:: EXTRACTED DATA ::
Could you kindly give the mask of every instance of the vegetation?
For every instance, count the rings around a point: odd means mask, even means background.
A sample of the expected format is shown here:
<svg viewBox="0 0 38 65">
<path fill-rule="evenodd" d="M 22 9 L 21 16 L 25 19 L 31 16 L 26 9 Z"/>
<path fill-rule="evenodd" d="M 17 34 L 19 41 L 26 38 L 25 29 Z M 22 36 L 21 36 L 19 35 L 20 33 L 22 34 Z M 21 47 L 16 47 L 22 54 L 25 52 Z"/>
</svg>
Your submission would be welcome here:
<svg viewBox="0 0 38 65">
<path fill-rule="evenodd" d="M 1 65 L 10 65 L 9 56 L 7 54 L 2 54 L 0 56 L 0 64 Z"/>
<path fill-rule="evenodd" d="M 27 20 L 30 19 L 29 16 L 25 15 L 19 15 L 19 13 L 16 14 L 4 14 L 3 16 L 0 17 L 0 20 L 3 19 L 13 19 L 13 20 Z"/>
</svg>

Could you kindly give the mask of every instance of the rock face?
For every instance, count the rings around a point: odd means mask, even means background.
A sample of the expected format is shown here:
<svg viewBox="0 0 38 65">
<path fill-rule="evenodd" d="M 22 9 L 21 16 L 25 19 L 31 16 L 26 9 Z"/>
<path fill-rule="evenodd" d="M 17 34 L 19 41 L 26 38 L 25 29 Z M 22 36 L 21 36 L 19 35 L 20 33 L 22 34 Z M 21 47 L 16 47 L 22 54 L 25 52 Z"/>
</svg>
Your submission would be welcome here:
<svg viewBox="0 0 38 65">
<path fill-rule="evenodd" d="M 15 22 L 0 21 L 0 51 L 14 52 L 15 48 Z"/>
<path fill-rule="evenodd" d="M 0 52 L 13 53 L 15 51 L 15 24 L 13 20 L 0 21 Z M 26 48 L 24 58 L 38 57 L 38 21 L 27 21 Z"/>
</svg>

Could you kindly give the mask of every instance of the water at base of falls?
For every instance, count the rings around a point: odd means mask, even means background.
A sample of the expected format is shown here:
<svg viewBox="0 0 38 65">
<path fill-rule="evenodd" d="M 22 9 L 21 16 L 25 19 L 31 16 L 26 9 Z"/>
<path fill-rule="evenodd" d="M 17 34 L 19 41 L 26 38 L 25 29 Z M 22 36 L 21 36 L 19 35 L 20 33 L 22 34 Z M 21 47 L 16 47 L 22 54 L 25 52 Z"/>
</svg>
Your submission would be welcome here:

:: INSTRUCTION ::
Recast every line of the items above as a single numbered list, leaving out the blank lines.

:: FINAL RESULT ::
1. Could you kindly give the mask of every instance of the vegetation?
2. For every instance, count the rings around a point: odd means mask, even means background.
3. A sample of the expected format is shown here:
4. <svg viewBox="0 0 38 65">
5. <path fill-rule="evenodd" d="M 22 9 L 21 16 L 25 19 L 31 16 L 26 9 Z"/>
6. <path fill-rule="evenodd" d="M 17 34 L 19 41 L 26 38 L 25 29 Z M 22 36 L 21 36 L 19 35 L 20 33 L 22 34 Z M 21 47 L 16 47 L 22 54 L 25 52 Z"/>
7. </svg>
8. Your submission would be welcome here:
9. <svg viewBox="0 0 38 65">
10. <path fill-rule="evenodd" d="M 1 65 L 10 65 L 9 56 L 7 54 L 2 54 L 0 56 L 0 64 Z"/>
11. <path fill-rule="evenodd" d="M 27 20 L 30 19 L 29 16 L 25 15 L 19 15 L 19 13 L 16 14 L 4 14 L 3 16 L 0 17 L 0 20 L 3 19 L 13 19 L 13 20 Z"/>
12. </svg>
13. Could you kindly give the mask of every instance of the rock face?
14. For every instance, count the rings around a point: odd means mask, even means background.
15. A sample of the expected format is shown here:
16. <svg viewBox="0 0 38 65">
17. <path fill-rule="evenodd" d="M 22 9 L 21 16 L 25 19 L 31 16 L 26 9 Z"/>
18. <path fill-rule="evenodd" d="M 17 34 L 19 41 L 26 38 L 25 29 Z M 22 36 L 21 36 L 19 35 L 20 33 L 22 34 Z M 21 47 L 16 47 L 22 54 L 25 52 Z"/>
19. </svg>
20. Your submission would be welcome here:
21. <svg viewBox="0 0 38 65">
22. <path fill-rule="evenodd" d="M 15 22 L 0 21 L 0 51 L 14 52 L 15 48 Z"/>
23. <path fill-rule="evenodd" d="M 0 52 L 13 53 L 15 51 L 15 24 L 13 20 L 0 21 Z M 26 48 L 24 58 L 38 57 L 38 21 L 27 21 Z"/>
24. </svg>
25. Could you kindly give the mask of every instance of the water at base of falls?
26. For every instance, count the rings around a point: odd means mask, even means background.
27. A sample of the expected format is shown here:
28. <svg viewBox="0 0 38 65">
29. <path fill-rule="evenodd" d="M 22 9 L 21 16 L 25 19 L 31 16 L 26 9 Z"/>
30. <path fill-rule="evenodd" d="M 17 34 L 19 41 L 26 38 L 25 29 Z M 22 36 L 21 36 L 19 35 L 20 33 L 22 34 Z M 21 47 L 16 47 L 22 54 L 25 52 Z"/>
31. </svg>
32. Your submission would be welcome here:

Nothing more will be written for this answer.